(SOURCE DATA begins)

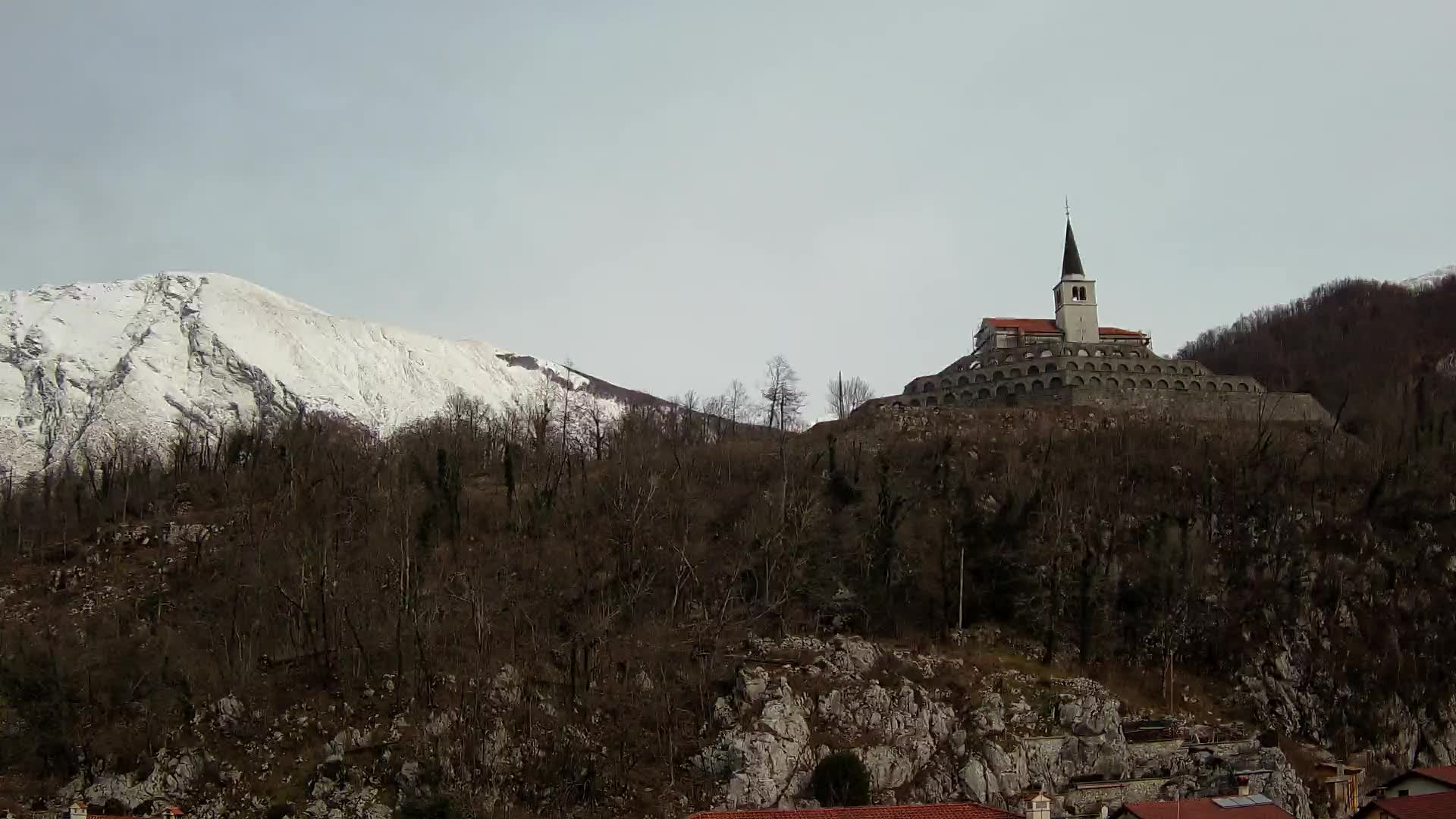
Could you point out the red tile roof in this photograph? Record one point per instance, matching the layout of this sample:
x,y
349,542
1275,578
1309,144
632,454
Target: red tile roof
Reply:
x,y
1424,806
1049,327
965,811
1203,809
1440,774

(SOURCE DATA ends)
(SOURCE DATA begins)

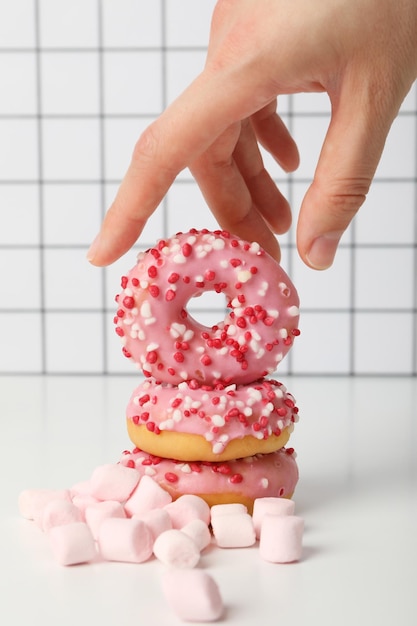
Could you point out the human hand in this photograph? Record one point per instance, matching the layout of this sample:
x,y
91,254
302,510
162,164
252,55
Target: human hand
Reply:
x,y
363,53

(SOURCE DATA ends)
(SOURCE DATA begins)

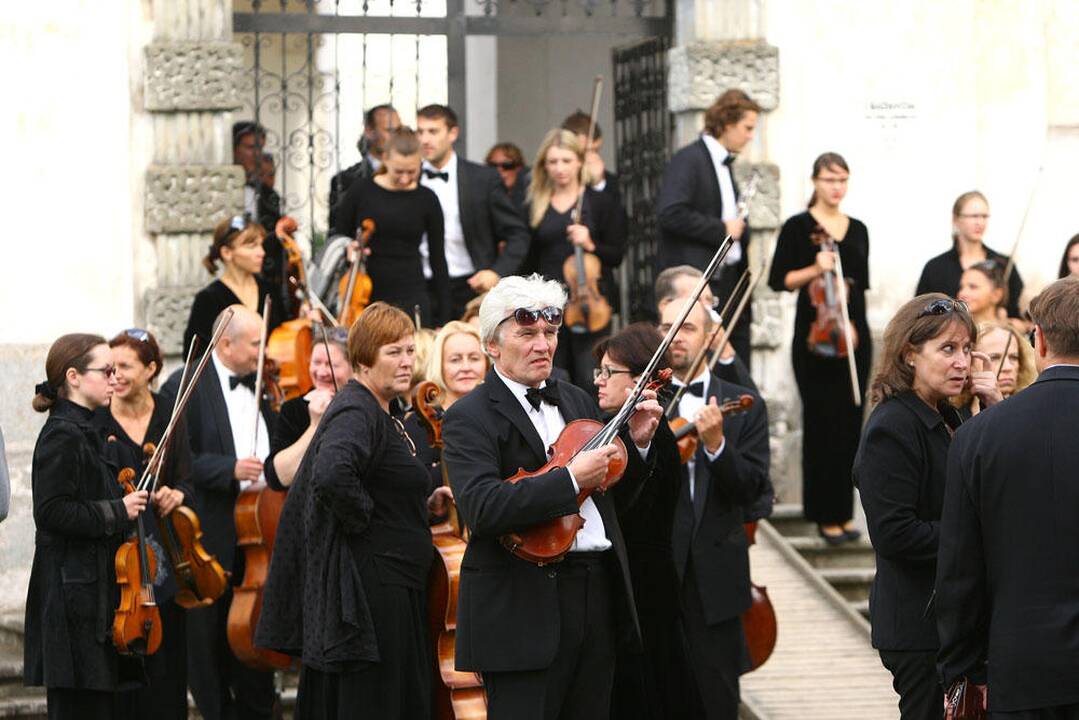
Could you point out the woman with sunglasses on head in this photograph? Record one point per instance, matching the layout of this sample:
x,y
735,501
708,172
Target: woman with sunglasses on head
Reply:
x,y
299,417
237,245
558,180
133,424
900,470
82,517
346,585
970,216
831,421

(SOURCE DATA ends)

**WHAT IS REQUIRED**
A single number is the answer here: how many lines of the material contain the string "roof"?

**EXERCISE SOLUTION**
2